Only lines containing the word "eroded" belong in the answer; copy each one from the records.

Input for this task: Begin

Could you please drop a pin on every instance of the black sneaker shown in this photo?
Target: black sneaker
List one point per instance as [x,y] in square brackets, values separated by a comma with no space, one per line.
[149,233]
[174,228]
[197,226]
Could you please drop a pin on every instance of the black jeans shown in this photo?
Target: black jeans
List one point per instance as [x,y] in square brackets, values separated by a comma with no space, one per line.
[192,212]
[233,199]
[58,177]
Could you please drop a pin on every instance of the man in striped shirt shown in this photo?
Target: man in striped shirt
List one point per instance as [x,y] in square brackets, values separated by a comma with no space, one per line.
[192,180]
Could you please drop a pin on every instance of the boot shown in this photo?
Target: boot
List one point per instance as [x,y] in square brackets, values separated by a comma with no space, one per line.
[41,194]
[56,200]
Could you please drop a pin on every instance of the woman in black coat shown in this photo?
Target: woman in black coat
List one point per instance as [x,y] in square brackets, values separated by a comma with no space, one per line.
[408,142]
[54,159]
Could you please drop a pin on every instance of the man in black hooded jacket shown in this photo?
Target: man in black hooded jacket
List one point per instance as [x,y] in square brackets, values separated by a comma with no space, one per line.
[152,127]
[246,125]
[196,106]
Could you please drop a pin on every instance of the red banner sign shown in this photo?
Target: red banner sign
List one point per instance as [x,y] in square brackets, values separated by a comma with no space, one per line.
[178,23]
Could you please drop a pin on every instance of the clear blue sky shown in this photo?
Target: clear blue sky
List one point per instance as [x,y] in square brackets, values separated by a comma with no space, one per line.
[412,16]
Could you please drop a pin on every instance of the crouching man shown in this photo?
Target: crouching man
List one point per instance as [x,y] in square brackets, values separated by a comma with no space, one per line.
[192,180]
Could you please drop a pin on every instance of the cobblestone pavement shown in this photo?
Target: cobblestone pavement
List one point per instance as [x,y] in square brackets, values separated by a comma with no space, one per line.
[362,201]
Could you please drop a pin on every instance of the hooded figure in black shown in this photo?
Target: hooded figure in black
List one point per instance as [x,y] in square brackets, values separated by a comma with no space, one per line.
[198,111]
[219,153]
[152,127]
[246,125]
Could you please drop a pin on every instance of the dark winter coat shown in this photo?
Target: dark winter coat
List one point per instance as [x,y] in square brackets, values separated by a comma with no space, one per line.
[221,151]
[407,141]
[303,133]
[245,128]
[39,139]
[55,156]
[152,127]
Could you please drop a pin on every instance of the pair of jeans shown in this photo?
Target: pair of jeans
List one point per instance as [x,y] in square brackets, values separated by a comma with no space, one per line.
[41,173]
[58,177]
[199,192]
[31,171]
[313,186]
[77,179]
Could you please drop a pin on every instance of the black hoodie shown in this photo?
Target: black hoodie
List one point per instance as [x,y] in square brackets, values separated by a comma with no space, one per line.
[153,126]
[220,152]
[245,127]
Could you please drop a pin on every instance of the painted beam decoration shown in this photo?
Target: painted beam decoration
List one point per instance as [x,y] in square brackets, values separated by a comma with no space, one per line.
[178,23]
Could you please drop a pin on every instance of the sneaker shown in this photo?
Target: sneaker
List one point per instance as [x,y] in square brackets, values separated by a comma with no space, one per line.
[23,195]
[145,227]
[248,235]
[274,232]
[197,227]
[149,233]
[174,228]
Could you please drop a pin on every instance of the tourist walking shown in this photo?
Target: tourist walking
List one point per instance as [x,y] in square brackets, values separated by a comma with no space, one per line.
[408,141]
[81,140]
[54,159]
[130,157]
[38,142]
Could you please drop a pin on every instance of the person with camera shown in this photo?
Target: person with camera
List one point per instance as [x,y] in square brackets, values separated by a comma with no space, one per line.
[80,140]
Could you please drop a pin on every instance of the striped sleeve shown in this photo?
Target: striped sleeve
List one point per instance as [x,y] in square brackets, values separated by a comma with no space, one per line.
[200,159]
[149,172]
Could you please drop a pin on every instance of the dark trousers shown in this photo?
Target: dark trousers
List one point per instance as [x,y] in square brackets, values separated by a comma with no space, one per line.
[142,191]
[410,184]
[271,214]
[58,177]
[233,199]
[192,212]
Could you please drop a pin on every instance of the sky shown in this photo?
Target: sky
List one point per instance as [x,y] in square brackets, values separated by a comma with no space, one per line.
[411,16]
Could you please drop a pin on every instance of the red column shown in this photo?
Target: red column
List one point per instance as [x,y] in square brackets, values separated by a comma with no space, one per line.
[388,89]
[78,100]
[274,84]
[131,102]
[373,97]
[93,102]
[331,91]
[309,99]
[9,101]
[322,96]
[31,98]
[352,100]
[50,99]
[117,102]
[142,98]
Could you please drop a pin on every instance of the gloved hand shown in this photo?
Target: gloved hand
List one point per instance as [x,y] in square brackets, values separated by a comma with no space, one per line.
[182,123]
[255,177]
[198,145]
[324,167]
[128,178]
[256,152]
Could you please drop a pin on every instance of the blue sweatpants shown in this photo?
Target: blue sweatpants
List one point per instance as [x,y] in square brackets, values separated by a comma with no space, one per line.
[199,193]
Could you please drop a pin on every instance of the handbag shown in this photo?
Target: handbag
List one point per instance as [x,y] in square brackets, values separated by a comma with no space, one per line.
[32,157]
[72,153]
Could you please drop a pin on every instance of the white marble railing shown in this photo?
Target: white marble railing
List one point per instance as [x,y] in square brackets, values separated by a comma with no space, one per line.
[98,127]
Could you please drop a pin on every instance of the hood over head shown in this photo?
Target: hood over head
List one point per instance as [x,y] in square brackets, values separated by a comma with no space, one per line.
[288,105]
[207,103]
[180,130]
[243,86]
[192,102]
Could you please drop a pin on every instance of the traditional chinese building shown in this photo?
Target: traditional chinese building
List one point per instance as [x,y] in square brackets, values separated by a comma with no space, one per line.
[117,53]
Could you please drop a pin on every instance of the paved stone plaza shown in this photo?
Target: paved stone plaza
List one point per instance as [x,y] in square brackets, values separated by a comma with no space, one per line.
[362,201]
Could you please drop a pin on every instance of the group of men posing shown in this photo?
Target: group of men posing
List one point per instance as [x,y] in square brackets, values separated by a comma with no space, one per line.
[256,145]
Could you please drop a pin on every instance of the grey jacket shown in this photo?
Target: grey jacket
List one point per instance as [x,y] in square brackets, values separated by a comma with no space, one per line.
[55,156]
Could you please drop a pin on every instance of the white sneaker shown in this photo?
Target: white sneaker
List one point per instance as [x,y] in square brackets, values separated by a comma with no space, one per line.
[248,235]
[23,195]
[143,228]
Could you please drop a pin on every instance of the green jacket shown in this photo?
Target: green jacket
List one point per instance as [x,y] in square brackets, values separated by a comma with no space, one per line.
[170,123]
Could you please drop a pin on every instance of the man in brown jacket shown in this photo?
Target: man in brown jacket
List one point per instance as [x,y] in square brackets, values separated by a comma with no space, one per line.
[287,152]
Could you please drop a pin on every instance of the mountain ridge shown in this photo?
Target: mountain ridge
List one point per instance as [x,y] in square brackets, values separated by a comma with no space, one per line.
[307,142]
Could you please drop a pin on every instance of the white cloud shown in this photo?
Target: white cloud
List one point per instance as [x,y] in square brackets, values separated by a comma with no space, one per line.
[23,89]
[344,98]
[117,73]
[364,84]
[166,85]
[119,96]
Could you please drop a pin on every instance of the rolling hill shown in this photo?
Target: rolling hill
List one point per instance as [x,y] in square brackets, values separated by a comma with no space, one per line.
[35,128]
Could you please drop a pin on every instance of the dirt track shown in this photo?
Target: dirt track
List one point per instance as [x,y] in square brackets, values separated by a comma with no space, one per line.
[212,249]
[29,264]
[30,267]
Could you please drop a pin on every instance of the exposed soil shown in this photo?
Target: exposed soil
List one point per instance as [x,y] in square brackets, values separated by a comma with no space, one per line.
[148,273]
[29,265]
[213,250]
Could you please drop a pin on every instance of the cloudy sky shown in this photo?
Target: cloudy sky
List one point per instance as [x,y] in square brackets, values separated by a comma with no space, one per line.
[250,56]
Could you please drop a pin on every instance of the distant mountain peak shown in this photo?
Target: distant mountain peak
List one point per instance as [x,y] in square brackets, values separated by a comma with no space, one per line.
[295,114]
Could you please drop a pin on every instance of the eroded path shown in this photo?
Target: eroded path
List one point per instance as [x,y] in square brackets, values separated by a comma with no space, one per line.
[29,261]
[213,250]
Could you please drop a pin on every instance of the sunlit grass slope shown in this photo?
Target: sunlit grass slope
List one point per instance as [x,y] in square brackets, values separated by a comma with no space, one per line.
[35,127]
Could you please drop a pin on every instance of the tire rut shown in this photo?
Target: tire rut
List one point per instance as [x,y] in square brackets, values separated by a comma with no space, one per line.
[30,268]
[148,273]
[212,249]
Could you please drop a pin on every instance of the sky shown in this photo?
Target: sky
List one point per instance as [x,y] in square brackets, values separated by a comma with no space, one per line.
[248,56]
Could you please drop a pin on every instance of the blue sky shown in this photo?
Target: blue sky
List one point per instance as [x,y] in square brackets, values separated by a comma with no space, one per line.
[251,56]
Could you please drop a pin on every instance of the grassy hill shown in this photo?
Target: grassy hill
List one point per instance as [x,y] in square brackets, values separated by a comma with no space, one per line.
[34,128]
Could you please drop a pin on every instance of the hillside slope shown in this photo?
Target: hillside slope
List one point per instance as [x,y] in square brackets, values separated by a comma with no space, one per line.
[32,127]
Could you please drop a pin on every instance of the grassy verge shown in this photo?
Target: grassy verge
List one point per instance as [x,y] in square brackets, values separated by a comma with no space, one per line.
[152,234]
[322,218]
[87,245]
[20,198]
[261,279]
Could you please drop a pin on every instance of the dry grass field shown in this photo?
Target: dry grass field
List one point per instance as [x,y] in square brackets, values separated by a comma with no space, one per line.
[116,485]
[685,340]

Input for this task: End

Reply to the exercise:
Could you please drop a pin on every instance of the eroded path shown in this photo?
Target: eroded path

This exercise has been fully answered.